▸ Requisitos:
1. Según el texto sobre los límites planetarios, ¿cuántos científicos firmaron el trabajo publicado en la revista Science?
2. Prolonga el texto sobre los límites planetarios a partir de su última oración.

▸ Texto de origen:
# # # #

La revista Science ha publicado un trabajo de 18 científicos sobre los límites planetarios (Planetary boundaries: guiding human development on a changing planet), en el que identificaron estas nueve dimensiones básicas para la continuidad de la vida y de nuestro ensayo civilizador: cambios climáticos; cambios en la integridad de la biósfera con erosión de la biodiversidad y extinción acelerada de especies; disminución de la capa de ozono estratosférico que nos protege de los rayos solares letales; creciente acidificación de los océanos; desarreglos en los flujos biogeoquímicos (ciclos del fósforo y del nitrógeno, fundamentales para la vida); cambios en el uso de los suelos, como la deforestación y la desertificación crecientes; escasez amenazadora de agua dulce; concentración de aerosoles en la atmósfera (partículas microscópicas que afectan al clima y a los seres vivos) e introducción de agentes químicos sintéticos, de materiales radiactivos y nanomateriales que amenazan la vida.
Mi admirado y amigo Leonardo Boff lo comenta, y afirma: “A pesar de este escenario dramático, miro a mi alrededor y veo, extasiado, el bosque lleno de cuaresmeiras, árboles de la cuaresma violetas, casias amarillas, y en la esquina de mi casa amaryllis belladonnas en flor, tucanes posados en los árboles frente a mi ventana, y araras que hacen nidos debajo del tejado”.

# # # #

▸ Datos proporcionados:

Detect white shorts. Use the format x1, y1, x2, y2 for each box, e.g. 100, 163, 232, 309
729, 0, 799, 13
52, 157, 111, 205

# # # #

▸ Respuestas:
1. 18 científicos.

2.
Lo hace desde su fe y su esperanza a pesar de todo cuanto vemos a diario en esta destrucción del medio en el que vivimos, nos movemos y somos, y de la misma especie humana que se ha convertido en la más letal arma de destrucción masiva, la explosión demográfica. En 1914, la población mundial era de unos 1 mil 300 millones; antes de que terminara ese siglo, en 1989, ya habíamos alcanzado los 6 mil millones y, en un crecimiento exponencial, en menos de 20 años ya superamos los 7 mil 200 millones.
Nuestros políticos siguen con escaladas de armamentos, engendros nucleares, ensañamiento por las migraciones que siempre se han producido en el planeta en busca de pastos, de aguas y de mejores condiciones de vida. Y todavía tenemos que padecer la aberrante teoría, sostenida por algunas enloquecidas ideologías, de que el control de la natalidad por los medios más adecuados supone un atentado al derecho ilimitado a la vida y lo condenan. Confunden a millones de personas con esa absurda identificación de sexualidad, amor, erotismo, ternura con genitalidad que “sólo” puede conducir a la procreación.
Es posible reconducir esa espiral de muerte bajo una torticera y excluyente defensa de “la vida”. En los países en donde la mujer tiene las mismas posibilidades de educación, trabajo y remuneración que los hombres no existen esas explosiones demográficas. Consúltense estos datos en los 34 países miembros de la Organización para la Cooperación y el Desarrollo Económicos, que en su mayoría viven a expensas de la explotación de las materias primas y de la fuerza de trabajo humana de esos países que no pueden, por menos, ejercer el derecho natural a emigrar, y ante los que no pueden erigirse artificiales fronteras que la naturaleza no contempla ni estableció nunca.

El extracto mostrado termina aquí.